DIRECTIONS:
Retype the entries below exactly, but begin at the line containing "Please trace the outline of every instance of the flower" and end at the last line.

MATERIAL FOR THIS EXERCISE:
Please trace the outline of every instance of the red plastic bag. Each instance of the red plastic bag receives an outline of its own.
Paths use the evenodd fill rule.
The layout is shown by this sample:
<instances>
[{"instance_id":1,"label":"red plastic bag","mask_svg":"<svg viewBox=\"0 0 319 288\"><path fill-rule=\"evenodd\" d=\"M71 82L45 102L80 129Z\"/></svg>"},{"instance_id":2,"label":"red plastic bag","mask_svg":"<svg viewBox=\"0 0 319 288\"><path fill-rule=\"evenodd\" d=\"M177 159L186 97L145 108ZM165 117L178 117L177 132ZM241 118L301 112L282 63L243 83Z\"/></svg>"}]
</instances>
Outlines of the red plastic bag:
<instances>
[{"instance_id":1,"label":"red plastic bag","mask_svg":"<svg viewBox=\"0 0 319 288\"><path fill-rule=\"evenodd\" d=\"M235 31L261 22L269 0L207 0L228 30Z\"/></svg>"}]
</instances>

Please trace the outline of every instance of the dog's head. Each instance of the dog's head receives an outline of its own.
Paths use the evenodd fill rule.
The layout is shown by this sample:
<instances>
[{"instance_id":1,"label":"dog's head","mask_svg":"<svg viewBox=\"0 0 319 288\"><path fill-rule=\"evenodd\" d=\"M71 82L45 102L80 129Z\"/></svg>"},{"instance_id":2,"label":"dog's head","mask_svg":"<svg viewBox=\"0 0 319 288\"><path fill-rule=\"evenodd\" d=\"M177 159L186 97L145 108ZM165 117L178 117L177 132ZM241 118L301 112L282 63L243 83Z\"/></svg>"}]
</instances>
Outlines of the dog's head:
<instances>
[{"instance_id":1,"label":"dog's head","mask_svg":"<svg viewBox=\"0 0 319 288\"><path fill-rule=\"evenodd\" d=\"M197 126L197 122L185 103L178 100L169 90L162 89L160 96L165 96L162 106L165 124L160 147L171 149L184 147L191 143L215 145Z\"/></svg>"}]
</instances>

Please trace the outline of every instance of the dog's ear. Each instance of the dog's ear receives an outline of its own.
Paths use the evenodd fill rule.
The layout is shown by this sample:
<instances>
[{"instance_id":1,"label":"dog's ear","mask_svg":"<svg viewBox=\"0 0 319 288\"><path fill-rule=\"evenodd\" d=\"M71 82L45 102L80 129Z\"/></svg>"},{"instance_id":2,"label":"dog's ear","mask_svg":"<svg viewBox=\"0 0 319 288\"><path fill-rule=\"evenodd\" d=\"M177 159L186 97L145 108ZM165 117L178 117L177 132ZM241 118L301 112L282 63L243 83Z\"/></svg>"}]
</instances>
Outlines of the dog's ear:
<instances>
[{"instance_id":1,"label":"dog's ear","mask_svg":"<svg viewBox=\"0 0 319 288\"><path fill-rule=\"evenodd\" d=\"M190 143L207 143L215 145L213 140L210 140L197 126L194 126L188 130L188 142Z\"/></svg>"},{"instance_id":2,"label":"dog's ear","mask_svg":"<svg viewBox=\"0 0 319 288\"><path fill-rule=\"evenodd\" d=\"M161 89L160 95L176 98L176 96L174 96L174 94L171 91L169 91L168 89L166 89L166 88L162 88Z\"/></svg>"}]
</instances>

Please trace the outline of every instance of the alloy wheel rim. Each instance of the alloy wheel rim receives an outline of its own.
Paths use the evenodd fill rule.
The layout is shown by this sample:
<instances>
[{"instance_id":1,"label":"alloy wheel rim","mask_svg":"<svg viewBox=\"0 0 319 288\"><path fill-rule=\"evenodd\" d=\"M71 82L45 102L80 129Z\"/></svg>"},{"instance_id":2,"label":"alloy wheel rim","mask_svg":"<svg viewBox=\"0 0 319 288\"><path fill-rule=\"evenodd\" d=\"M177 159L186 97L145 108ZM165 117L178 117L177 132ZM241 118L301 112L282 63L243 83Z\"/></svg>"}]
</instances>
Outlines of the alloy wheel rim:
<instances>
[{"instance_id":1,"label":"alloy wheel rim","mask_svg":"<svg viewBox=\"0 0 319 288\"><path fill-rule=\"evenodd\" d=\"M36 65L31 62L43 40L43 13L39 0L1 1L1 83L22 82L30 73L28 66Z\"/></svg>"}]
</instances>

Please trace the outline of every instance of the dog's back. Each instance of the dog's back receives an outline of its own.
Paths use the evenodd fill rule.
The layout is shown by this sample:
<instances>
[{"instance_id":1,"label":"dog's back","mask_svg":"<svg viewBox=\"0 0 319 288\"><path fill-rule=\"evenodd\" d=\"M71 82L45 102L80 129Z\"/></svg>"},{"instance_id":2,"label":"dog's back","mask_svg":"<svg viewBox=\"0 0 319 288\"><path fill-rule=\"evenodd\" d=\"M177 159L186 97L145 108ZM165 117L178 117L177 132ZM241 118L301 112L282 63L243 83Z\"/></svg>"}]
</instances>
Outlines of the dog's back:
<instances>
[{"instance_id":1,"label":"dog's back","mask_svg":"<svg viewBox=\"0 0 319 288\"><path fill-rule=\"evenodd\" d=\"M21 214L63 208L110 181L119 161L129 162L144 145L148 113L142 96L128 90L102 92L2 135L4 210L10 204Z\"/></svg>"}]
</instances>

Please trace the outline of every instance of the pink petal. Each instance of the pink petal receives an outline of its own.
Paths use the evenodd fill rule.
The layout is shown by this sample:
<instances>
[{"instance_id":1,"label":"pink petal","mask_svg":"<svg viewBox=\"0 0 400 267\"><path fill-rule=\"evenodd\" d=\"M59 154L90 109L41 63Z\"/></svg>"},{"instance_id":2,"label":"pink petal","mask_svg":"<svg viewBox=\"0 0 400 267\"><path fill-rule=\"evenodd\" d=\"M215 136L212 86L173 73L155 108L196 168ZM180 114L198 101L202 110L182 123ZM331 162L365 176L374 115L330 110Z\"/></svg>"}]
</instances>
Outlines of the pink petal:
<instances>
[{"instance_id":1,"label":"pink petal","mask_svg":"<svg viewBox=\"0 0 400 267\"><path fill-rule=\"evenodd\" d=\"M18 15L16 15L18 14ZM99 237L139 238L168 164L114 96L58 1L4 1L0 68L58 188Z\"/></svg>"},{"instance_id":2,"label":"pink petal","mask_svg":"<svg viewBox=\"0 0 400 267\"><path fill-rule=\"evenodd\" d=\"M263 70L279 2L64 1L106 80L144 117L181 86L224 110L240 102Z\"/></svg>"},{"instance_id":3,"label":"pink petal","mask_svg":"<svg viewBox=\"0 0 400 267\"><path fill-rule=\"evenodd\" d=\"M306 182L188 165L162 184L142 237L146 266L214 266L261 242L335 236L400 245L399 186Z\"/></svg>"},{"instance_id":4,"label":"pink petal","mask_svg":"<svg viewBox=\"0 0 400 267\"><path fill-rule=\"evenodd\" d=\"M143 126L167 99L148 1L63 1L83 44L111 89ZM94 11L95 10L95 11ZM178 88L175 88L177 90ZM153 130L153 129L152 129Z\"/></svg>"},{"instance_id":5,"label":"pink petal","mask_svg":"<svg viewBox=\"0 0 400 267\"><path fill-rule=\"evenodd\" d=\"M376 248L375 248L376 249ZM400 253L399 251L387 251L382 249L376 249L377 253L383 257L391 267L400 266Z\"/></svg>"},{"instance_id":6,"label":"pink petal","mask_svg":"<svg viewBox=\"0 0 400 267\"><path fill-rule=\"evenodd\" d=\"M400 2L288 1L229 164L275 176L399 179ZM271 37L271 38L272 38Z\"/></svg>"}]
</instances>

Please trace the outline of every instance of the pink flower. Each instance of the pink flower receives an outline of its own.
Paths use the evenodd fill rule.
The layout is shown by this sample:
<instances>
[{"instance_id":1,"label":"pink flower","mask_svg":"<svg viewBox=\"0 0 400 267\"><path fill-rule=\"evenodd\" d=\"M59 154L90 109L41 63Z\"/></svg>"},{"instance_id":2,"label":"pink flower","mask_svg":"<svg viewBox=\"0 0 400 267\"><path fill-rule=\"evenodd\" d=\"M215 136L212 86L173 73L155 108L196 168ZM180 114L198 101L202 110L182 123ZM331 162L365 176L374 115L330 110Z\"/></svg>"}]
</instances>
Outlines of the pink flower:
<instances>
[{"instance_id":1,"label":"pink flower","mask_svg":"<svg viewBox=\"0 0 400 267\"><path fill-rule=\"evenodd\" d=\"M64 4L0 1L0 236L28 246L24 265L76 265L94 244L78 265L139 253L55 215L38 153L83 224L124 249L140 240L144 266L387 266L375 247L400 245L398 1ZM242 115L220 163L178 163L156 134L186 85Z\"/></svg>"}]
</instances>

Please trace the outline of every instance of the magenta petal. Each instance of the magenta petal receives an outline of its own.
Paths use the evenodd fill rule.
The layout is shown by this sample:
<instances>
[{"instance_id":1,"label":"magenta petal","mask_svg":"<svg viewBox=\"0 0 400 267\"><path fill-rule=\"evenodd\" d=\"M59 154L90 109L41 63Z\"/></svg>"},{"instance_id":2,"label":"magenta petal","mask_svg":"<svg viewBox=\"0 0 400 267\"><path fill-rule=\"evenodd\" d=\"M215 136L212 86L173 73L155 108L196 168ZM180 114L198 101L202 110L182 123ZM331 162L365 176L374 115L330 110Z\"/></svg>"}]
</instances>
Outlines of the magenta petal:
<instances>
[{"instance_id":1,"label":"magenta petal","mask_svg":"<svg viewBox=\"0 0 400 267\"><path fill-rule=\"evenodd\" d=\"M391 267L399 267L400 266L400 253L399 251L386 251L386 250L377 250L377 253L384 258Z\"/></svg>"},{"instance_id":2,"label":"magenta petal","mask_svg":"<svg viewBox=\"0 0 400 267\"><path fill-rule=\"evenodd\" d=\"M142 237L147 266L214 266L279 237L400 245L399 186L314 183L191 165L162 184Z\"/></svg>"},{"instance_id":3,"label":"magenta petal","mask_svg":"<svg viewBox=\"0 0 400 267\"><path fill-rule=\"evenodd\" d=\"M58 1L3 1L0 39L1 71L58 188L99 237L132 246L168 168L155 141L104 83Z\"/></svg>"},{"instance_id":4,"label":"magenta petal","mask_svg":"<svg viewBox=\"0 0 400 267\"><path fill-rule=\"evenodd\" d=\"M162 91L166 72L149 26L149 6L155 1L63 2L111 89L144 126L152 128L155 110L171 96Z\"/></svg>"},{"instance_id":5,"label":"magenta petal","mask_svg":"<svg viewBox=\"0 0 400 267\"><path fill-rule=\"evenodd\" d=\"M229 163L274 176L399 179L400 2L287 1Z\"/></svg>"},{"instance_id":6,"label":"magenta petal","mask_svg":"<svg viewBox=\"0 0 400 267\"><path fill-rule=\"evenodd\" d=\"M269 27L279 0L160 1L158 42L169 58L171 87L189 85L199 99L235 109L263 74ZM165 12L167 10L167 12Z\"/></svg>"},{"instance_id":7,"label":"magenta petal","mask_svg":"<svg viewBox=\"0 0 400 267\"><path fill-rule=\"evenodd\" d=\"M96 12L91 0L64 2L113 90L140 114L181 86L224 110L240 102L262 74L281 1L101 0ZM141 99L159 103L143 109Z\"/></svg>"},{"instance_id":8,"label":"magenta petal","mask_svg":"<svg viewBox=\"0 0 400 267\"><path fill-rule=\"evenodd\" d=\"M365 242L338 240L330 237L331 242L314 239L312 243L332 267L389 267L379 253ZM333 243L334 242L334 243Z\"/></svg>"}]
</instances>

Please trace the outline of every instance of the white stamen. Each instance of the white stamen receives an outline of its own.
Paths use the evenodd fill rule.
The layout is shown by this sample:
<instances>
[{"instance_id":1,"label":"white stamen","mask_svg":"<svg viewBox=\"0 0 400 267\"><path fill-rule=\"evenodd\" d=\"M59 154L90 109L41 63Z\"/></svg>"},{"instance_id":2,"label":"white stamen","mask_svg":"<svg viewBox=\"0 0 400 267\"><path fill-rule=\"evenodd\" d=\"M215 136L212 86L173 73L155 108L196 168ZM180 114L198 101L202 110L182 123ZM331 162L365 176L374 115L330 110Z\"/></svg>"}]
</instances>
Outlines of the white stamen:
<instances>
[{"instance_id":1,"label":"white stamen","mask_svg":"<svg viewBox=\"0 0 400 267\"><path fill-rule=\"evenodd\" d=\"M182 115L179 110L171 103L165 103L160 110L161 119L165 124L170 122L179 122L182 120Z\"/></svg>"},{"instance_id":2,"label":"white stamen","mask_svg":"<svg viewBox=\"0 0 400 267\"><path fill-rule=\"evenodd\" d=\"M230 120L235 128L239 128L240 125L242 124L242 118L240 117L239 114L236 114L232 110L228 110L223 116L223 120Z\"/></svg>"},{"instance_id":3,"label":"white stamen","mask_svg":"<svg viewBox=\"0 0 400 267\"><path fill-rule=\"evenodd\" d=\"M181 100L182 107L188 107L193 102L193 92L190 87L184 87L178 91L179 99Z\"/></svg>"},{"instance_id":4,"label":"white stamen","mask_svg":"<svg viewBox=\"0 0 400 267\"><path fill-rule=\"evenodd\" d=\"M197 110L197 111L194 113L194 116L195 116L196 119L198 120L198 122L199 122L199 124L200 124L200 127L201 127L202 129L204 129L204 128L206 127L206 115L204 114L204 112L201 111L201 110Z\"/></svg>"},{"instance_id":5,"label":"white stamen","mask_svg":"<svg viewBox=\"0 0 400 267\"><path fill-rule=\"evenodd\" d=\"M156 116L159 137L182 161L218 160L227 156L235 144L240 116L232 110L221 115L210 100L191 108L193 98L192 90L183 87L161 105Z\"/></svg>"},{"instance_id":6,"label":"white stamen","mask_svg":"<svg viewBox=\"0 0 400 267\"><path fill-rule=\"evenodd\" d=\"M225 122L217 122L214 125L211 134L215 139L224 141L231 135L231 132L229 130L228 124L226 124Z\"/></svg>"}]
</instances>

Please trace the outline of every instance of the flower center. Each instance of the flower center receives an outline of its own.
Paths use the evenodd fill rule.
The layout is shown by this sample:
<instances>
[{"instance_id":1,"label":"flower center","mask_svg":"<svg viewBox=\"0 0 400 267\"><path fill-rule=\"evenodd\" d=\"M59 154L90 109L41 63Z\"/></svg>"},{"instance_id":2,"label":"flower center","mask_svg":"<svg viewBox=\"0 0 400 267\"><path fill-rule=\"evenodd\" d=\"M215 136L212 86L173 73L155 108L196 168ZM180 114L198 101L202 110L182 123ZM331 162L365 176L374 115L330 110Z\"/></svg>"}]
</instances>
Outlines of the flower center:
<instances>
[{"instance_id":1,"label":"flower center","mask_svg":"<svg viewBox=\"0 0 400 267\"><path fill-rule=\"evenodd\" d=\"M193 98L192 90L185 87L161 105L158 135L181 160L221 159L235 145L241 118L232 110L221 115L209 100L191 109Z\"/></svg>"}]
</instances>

THE ANSWER:
Please trace the outline of every instance of the flower center. Each instance of the flower center receives an outline of its own.
Paths use the evenodd fill rule.
The layout is shown by this sample:
<instances>
[{"instance_id":1,"label":"flower center","mask_svg":"<svg viewBox=\"0 0 400 267\"><path fill-rule=\"evenodd\" d=\"M59 154L90 109L41 63Z\"/></svg>"},{"instance_id":2,"label":"flower center","mask_svg":"<svg viewBox=\"0 0 400 267\"><path fill-rule=\"evenodd\" d=\"M215 136L212 86L173 73L155 108L196 168ZM180 114L198 101L202 110L182 123ZM331 162L365 176L374 115L330 110Z\"/></svg>"}]
</instances>
Outlines of the flower center:
<instances>
[{"instance_id":1,"label":"flower center","mask_svg":"<svg viewBox=\"0 0 400 267\"><path fill-rule=\"evenodd\" d=\"M193 98L192 90L185 87L161 105L158 135L181 160L221 159L235 145L241 118L232 110L221 115L209 100L191 109Z\"/></svg>"}]
</instances>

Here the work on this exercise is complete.